▸ Task A
Reproduce the part of the news report that runs between "They are also" and "ancient indigenous cultures.", inclusive.
▸ Task B
Render this sentence from the news report in Spanish: "Peru is home to one of Latin America’s most ancient indigenous cultures."

▸ Passage for review

SBS World News Australia, October 31, 2013
Representatives from the Arctic to Australia have travelled to Peru to highlight widespread gender-based violence and other experiences of indigenous women across the globe.
The World Conference of Indigenous Women has seen more than 200 women demand that indigenous women receive greater prominence at every level of decision-making.
They are also calling on governments to provide adequate funding to meet the specific needs of indigenous women.
Peru is home to one of Latin America’s most ancient indigenous cultures.
The country’s capital, Lima, has played host to the World Conference of Indigenous Women, bringing around 230 indigenous women together from across the world.
They discussed many of the problems that are widespread in indigenous communities, sharing ideas and solutions.
The conference is one of the key events helping to develop a political declaration to be presented at the World Conference on Indigenous Peoples in September 2014.
Among those attending is Rose Pihei from the Autonomous Bougainville Government in Papua New Guinea.
“The reason why we have this Indigenous women’s conference is so we can listen how women have been dealing with issues in their own countries. There are a lot of similarities in the issues. That’s why it’s good for us to come together to a conference, so we can map out how we can come up with better strategies to deal with some of the issues affecting the women.”
Mrs Pihei says one of her priorities is to reduce the widespread gender-based violence in Bougainville, which continues despite the island’s bloody civil war having formally ended in 2001.
She says gender-based violence in her home country is getting worse, with more and more younger men perpetrating violence against women in rural areas where it never existed before.
“The women have been hit by conflict and post-conflict in Bougainville, a lot of women are depressed and they feel there’s no hope any more in life. One of my challenges is to build their capacity so they realise they still have hope and realise that they have the potential to become leaders in their own families as mothers. One of my challenges is to get more women involved in regional politics.”

▸ Supplied entries
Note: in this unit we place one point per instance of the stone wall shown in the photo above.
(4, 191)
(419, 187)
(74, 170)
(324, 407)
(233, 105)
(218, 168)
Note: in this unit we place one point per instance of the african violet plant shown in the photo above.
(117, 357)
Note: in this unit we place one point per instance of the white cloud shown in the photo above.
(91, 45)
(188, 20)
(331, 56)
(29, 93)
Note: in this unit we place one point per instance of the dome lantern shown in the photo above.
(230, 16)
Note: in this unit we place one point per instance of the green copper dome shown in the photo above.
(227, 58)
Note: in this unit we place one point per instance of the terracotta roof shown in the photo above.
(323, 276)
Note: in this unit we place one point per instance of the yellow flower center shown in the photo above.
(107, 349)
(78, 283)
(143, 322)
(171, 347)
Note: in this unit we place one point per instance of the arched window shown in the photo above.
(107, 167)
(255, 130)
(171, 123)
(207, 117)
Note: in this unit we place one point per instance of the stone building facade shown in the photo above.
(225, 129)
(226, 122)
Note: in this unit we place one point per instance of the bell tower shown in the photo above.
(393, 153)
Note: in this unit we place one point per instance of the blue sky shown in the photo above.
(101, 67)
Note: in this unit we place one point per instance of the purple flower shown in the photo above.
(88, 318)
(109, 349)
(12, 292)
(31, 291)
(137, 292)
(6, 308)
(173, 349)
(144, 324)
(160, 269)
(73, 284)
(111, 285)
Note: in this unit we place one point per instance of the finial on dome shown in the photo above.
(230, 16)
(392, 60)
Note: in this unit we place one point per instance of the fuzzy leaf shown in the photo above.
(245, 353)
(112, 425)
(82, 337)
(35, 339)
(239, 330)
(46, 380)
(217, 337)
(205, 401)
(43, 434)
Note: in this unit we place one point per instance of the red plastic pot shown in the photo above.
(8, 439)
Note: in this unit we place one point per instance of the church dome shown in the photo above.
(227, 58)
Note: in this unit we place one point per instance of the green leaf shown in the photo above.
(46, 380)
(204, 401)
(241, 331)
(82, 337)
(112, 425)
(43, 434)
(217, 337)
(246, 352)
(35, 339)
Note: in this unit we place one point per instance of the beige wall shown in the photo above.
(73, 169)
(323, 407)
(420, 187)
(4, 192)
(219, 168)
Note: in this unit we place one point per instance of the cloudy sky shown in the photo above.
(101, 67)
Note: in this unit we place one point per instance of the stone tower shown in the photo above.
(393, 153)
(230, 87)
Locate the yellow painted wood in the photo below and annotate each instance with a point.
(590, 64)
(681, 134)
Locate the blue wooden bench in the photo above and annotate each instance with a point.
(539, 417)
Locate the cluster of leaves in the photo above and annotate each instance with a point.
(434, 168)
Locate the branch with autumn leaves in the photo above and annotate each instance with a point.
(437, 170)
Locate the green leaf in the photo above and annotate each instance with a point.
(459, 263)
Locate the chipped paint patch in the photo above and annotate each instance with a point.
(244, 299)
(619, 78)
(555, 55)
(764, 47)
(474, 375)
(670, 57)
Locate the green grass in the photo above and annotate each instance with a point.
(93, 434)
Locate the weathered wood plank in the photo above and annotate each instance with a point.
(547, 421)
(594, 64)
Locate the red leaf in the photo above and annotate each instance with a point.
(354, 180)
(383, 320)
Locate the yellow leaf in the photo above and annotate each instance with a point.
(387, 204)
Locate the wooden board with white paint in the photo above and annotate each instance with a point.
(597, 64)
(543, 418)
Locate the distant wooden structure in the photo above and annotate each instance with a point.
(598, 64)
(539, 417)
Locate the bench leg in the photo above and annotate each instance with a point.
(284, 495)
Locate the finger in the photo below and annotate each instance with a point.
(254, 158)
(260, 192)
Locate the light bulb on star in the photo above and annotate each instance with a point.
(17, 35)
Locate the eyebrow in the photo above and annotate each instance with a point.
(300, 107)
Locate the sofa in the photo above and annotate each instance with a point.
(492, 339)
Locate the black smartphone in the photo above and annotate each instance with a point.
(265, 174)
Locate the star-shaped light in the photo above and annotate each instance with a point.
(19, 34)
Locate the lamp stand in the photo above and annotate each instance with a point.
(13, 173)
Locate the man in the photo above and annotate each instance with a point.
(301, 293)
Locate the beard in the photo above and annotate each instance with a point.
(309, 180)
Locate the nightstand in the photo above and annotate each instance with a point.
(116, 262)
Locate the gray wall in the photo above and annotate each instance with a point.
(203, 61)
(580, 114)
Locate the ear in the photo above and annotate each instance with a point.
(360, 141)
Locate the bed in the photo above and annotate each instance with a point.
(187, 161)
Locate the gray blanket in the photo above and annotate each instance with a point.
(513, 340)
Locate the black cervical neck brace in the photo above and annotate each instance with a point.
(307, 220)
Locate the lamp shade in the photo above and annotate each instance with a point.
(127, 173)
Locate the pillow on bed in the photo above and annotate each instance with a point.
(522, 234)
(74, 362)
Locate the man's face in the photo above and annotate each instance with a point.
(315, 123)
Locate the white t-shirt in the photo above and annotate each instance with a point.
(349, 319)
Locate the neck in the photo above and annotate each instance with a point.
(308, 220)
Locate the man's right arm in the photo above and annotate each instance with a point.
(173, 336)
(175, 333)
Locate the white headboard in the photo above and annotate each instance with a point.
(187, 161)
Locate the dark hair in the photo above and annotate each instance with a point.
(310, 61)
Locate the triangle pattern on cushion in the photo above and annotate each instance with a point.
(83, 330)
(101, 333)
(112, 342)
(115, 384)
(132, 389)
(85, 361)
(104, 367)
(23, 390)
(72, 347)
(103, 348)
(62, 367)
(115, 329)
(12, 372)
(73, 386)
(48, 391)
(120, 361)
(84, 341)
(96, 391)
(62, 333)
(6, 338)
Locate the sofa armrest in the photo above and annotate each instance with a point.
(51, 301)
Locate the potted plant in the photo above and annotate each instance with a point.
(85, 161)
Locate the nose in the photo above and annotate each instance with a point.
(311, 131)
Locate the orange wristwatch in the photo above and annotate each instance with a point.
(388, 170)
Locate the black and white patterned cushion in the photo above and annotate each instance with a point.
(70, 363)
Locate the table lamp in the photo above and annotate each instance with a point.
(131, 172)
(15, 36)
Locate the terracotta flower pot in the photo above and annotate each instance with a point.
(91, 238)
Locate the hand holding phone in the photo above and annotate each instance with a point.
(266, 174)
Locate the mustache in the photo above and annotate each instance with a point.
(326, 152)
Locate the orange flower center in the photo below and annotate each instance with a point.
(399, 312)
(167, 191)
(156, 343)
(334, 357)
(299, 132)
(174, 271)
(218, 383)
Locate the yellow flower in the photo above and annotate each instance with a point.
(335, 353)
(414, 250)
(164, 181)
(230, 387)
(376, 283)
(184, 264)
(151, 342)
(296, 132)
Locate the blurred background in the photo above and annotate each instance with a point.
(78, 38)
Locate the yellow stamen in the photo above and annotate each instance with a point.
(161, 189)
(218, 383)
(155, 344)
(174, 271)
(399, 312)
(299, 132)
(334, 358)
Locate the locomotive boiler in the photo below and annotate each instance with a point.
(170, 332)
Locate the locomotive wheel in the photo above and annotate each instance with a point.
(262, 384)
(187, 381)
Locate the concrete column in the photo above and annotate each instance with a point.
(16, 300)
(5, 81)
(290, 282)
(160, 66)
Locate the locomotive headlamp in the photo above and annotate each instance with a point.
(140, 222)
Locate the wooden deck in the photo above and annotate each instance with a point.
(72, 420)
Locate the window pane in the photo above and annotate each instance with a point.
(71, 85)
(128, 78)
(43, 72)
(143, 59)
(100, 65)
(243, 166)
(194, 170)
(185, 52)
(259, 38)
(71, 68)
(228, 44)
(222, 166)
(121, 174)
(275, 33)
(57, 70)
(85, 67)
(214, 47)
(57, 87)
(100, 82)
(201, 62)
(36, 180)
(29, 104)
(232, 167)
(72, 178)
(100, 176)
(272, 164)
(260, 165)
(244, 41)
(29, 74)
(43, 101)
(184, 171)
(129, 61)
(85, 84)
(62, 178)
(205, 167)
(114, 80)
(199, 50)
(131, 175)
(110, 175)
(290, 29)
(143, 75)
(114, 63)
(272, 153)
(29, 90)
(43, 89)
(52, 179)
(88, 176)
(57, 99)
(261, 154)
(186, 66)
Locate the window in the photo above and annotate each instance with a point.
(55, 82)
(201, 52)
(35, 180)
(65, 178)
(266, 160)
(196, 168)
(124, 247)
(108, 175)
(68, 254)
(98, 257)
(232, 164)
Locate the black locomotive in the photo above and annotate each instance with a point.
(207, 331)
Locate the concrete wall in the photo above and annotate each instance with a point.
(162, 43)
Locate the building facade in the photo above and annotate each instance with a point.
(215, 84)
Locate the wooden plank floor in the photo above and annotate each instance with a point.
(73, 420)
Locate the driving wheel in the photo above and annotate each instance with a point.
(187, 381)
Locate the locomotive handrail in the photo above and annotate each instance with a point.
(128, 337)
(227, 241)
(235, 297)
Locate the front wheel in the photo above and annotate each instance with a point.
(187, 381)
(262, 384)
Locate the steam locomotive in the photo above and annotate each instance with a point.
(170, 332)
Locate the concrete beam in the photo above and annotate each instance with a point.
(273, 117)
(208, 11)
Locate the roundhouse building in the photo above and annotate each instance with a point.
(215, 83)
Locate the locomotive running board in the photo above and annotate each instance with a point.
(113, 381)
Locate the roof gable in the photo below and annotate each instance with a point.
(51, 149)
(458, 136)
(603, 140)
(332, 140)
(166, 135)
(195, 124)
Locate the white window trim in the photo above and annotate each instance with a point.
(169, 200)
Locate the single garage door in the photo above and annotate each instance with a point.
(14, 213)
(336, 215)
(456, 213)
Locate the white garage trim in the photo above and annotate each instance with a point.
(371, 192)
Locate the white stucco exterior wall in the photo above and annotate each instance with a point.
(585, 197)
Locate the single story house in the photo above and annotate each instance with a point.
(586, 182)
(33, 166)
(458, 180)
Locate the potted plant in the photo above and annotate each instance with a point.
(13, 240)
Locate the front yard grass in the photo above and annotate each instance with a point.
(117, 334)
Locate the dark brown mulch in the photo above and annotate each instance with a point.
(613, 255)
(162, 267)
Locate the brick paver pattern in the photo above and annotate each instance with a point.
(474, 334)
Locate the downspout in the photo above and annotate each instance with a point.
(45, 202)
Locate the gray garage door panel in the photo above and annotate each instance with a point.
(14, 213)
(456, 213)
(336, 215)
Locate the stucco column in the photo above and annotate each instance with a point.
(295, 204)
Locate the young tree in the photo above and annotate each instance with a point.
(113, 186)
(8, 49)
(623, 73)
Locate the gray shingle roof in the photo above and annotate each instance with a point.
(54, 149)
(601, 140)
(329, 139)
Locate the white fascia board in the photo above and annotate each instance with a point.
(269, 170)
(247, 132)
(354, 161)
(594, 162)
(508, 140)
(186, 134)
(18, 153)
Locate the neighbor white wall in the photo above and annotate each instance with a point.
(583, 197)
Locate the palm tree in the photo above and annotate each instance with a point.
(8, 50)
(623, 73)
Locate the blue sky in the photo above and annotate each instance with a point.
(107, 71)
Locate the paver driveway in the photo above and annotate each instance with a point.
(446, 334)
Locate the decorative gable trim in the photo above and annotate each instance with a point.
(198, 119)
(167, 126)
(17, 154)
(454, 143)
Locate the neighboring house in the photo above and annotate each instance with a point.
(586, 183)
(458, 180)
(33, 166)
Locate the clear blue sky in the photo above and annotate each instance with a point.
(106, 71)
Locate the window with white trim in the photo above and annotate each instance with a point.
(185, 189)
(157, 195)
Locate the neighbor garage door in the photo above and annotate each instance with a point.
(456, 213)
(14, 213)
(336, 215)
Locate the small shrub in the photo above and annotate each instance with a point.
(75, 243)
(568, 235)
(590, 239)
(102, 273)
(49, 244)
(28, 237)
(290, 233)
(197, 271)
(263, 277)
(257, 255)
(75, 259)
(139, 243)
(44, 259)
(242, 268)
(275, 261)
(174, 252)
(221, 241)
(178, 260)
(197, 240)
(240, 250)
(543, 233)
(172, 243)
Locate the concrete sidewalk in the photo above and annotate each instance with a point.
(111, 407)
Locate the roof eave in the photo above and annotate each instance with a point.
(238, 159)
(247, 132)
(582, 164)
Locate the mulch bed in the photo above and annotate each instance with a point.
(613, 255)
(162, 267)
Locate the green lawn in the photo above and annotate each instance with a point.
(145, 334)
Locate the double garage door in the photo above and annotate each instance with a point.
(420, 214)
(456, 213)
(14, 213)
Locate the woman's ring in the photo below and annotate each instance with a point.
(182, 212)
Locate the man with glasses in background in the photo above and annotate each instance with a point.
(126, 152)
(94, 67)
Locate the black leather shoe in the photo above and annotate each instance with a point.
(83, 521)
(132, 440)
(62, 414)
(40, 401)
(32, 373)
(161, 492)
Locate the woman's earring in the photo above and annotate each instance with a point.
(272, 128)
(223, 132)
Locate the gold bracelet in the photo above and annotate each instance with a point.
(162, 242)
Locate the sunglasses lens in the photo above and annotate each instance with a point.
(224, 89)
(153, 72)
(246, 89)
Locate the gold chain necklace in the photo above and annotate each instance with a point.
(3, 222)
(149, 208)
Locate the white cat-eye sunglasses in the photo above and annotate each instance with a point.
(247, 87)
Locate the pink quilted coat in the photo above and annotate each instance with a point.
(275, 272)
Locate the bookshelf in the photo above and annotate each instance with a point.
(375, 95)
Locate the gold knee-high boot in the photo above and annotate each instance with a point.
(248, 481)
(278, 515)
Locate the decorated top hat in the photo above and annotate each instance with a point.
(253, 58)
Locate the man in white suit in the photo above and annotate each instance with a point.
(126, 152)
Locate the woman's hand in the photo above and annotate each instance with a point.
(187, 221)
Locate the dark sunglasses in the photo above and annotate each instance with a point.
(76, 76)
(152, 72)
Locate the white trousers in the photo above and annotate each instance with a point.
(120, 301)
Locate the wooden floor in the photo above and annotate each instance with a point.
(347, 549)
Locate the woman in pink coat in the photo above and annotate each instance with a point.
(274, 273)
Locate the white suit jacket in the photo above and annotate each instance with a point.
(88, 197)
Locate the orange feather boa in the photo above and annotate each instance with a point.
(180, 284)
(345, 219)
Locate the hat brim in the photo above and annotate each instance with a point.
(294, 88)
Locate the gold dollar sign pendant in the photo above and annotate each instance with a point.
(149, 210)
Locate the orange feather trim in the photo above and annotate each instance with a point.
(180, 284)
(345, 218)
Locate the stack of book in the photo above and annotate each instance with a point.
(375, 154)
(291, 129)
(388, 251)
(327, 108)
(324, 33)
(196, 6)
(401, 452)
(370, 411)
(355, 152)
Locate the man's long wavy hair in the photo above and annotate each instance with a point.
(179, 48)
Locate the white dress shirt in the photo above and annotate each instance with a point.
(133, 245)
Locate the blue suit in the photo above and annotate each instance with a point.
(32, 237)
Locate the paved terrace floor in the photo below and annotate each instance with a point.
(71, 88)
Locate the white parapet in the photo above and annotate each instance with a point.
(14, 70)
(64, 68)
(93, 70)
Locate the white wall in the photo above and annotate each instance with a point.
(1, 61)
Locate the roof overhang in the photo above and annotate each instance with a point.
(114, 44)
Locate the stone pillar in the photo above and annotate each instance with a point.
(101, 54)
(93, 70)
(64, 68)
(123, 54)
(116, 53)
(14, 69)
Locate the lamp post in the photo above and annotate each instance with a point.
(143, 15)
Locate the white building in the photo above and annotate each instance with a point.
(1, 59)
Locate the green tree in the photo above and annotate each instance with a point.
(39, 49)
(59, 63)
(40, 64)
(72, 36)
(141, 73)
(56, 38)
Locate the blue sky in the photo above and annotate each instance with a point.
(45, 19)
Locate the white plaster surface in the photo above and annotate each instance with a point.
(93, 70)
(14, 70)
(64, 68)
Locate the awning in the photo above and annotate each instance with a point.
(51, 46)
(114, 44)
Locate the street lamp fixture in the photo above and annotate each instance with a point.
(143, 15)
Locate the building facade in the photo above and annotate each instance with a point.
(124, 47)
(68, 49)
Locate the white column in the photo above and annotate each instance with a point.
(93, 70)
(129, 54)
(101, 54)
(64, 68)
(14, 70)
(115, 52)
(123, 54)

▸ Exercise result A
They are also calling on governments to provide adequate funding to meet the specific needs of indigenous women.
Peru is home to one of Latin America’s most ancient indigenous cultures.

▸ Exercise result B
Perú alberga una de las culturas indígenas más antiguas de América Latina.